*WHAT TO DO:* Return the data below in full and exactly, except that the pictures are dropped.
** INPUT DATA follows **
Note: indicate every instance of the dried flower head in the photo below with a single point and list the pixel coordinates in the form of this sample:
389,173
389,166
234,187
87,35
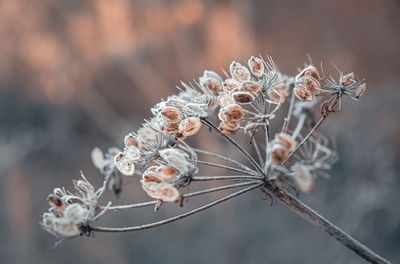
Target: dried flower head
124,164
189,126
256,66
239,72
230,85
211,81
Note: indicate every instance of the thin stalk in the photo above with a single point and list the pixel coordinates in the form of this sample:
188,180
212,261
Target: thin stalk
226,167
212,154
330,110
217,178
175,218
317,220
256,148
234,143
150,203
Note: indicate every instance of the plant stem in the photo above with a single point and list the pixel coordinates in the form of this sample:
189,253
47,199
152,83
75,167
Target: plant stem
175,218
234,143
317,220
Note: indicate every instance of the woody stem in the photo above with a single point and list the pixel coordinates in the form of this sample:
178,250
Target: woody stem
317,220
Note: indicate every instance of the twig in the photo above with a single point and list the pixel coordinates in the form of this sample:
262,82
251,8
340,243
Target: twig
150,203
226,167
175,218
212,154
216,178
317,220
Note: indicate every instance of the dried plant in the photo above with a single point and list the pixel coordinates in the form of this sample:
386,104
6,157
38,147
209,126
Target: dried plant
244,104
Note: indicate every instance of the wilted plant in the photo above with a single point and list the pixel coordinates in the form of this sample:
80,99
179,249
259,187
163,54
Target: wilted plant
245,104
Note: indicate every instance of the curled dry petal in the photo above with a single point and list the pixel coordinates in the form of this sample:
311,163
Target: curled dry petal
308,71
233,113
167,173
189,126
229,129
252,87
171,128
124,164
285,140
242,97
230,84
256,66
279,154
131,141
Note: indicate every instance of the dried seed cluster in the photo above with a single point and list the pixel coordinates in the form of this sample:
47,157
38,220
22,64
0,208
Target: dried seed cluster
248,100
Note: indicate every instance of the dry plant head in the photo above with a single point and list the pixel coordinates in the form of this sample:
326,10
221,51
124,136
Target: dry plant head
243,105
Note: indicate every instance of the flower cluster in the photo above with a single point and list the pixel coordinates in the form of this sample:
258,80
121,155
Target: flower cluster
70,214
245,103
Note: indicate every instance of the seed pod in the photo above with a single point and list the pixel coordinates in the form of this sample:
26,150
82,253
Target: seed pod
303,177
348,79
308,71
171,128
147,135
256,66
189,126
175,102
233,113
242,97
239,72
253,87
176,158
195,109
133,153
230,84
167,173
124,164
306,87
171,114
131,141
229,128
361,90
278,94
224,100
211,81
285,140
165,192
278,154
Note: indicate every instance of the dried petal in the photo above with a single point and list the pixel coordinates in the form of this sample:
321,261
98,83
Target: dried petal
230,84
279,154
308,71
124,164
303,178
242,97
239,73
256,66
253,87
171,114
167,173
131,141
189,126
233,113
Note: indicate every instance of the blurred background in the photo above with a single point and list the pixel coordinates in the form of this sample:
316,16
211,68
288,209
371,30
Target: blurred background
79,74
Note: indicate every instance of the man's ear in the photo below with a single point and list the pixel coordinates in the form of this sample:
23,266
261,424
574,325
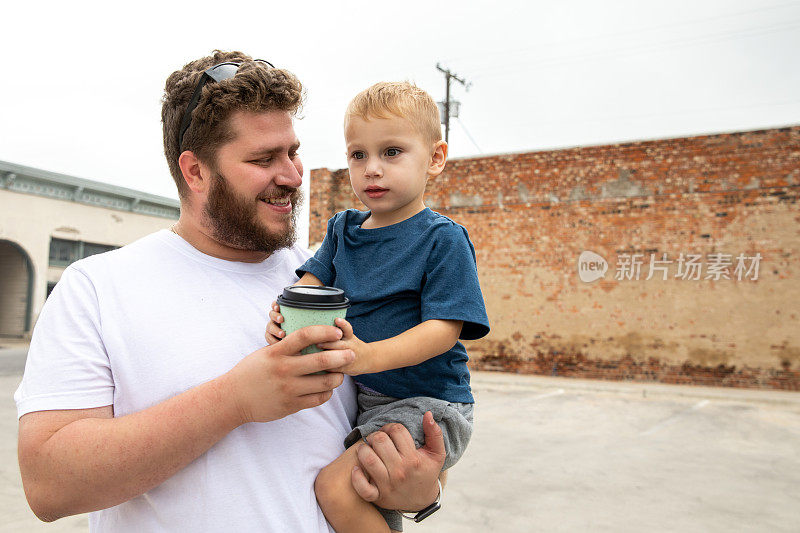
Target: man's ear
438,159
195,173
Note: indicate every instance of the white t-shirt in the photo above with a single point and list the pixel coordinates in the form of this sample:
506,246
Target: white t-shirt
141,324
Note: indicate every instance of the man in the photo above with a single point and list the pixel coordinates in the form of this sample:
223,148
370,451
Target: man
149,396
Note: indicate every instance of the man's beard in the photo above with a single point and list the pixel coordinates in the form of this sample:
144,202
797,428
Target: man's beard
234,220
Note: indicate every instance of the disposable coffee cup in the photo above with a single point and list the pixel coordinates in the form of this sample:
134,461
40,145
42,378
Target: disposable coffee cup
311,305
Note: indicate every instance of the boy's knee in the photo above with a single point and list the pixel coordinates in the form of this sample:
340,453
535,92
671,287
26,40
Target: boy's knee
331,486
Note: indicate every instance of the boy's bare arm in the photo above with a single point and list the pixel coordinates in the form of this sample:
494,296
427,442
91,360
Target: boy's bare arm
413,346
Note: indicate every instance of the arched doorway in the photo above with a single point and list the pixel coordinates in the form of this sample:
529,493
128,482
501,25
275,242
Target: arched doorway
16,289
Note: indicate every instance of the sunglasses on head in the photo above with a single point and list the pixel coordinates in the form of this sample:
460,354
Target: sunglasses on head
217,73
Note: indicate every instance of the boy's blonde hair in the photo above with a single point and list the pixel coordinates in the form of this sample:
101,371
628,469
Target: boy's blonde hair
401,99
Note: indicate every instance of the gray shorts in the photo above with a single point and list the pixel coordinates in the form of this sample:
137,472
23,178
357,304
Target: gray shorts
376,410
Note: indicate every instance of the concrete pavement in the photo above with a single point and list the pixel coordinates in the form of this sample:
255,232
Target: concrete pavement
555,454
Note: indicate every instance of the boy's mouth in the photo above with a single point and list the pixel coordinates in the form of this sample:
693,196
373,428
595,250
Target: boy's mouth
373,191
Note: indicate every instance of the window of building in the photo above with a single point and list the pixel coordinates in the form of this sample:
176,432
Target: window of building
64,252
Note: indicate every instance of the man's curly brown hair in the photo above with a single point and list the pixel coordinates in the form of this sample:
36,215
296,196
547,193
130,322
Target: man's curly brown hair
255,87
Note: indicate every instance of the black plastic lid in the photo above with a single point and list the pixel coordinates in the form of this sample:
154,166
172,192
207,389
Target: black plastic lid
313,297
** End of INPUT DATA **
*YOUR SOLUTION:*
Note: indicate every instance of the dried flower head in the photo below with a single point and list the pixel coordinates in the form of this sample:
389,173
389,166
234,187
87,35
Target: dried flower head
124,164
189,126
256,66
239,72
230,85
211,81
Note: indicate every instance of the thin stalk in the photo above with a single point and list the pixel coordinates in the form of this sample:
188,180
212,261
Target: thin stalk
226,167
212,154
330,110
217,178
175,218
317,220
256,148
234,143
150,203
Note: indicate every instance of the plant stem in the photo above with a single point and list the pixel coordinates in the form of this sample:
189,253
47,199
152,83
75,167
Target: plant stem
175,218
234,143
317,220
Note: indicate every instance of the woody stem in the photo above with a single point and list the pixel coordinates in the form of this sample:
178,250
Target: woody stem
317,220
Note: indicate every instance of the twig in the photo above with a single point and list the pixel coordinates in the form of this sample:
262,82
251,8
340,243
Target: twig
150,203
226,167
175,218
212,154
216,178
317,220
Note: indicate every instance of the dried plant in the photo above with a single point and list the pixel coordinates in the form of this sample:
386,104
6,157
38,147
209,126
Target: dried plant
244,104
Note: indicate every instance of the wilted plant in the photo above with a single point and list the pixel coordinates in the form of this sample:
80,99
179,249
259,187
163,54
Target: wilted plant
245,104
Note: indicate every instance of the curled dry petal in the photo above with a single point and list the pixel coordinates in the form of this sample:
311,163
Target: curled dry petal
308,71
233,113
167,173
189,126
229,129
252,87
171,128
124,164
285,140
242,97
230,84
256,66
279,154
131,141
Note: indicate every instance of the dried seed cluster in the photo above with a single point and list the pixel coordinates in the form of this sample:
47,157
38,220
22,64
0,208
Target: dried seed cluster
248,100
Note: indicate every instance of the dry plant head in the photo above with a single point and list the pixel coordinates in the form of this sample:
326,10
221,51
124,136
Target: dry plant head
243,105
Note: indicate every instance of the flower cluster in the photo above with a single point and list the pixel coordinates in the form of this sample:
258,80
121,155
Target: flower cluster
70,214
245,103
Note: indicate every instance of the seed pod in the photo above with a single point and list the pixel coordinates in the form of this sample:
26,150
82,253
Target: seed pod
303,177
348,79
308,71
171,128
147,135
256,66
189,126
175,102
233,113
242,97
239,72
253,87
176,158
195,109
133,153
230,84
167,173
124,164
306,87
171,114
131,141
229,128
361,90
278,94
224,100
211,81
285,140
165,192
278,154
Note: indicate every instance of the dried petal in the photo above with a single point and list the pixel coordinates in the form of this sample:
321,261
98,83
Target: dried petal
230,84
279,154
308,71
124,164
303,178
242,97
239,73
256,66
253,87
171,114
167,173
131,141
189,126
233,113
Note: indicate every instance of the blurred background in the photo above with a single point and list the pixel coordinates in the form of this sample:
316,16
211,68
288,209
371,30
Target: blurred background
79,74
Note: indicate every instance of the man's ear in the photo below with a single point and list the pixel coordinates in the form of this sample:
23,266
261,424
574,325
Target: man's ear
438,159
195,173
Note: indicate every instance of the white t-shirt in the photo above with a single point and list the pixel coordinates in the form of this sample:
506,246
Target: white t-shirt
141,324
Note: indicate every instance of the man in the photo above with a single point and list the pixel coordinates in the form of this sample:
223,148
370,451
Target: man
149,396
Note: indicate every instance of the man's beard in the photo above with a single point and list the pixel coordinates in the form of this sample:
144,202
797,428
Target: man's beard
234,220
Note: indicate every instance of the disposable coffee cup in the photo above with a single point and list the pixel coordinates in the form of this sample:
134,461
40,145
42,378
Target: disposable coffee cup
311,305
Note: indicate every instance of the boy's knee in the photo above with a single point and list the pixel coordinates in the form of this sample:
340,453
535,92
671,287
26,40
Target: boy's knee
331,486
Note: indicate every instance of the boy's bare arm in the photo above with a single point and list the pixel coordinates in the form of this sample:
494,296
427,442
91,360
Target: boy's bare arm
413,346
Note: indicate every instance of the arched doorway in the photo above with a single point and list the pixel coordinates in the form of this sample:
529,493
128,482
501,25
275,242
Target: arched doorway
16,289
Note: indicate every instance of the sunglasses on head in the photo above with a single point and list the pixel coordinates in the form of this sample:
460,354
Target: sunglasses on head
217,73
Note: indicate every instance of the boy's blonde hair in the photo above with a single point and list the pixel coordinates in the form of this sample:
101,371
628,469
Target: boy's blonde hair
401,99
Note: indicate every instance of the gray shorts in the photo above with a single point and list the pixel coordinates in the form of this sample:
137,472
23,178
357,304
Target: gray shorts
376,410
Note: indicate every instance of the concrete pavement in the photo above with a single point and list the pixel coordinates in the form of this sample:
255,232
Target: concrete pavement
555,454
Note: indicate every instance of the boy's mouth in the photo above with a single point and list the pixel coordinates in the form of this sample:
693,196
373,428
595,250
Target: boy's mouth
373,191
Note: indicate every instance of the window of building in the photo above with a single point and list the pixel coordinates in the form of this sample:
176,432
Target: window of building
64,252
Note: indicate every instance of the man's curly brown hair in the photo above with a single point and list the pixel coordinates in the form of this sample:
36,215
296,196
547,193
130,322
Target: man's curly brown hair
255,87
Note: indicate every instance of the black plastic lid in the photo above with a single point and list the pixel coordinates in the form of this sample:
154,166
172,192
207,389
Target: black plastic lid
313,297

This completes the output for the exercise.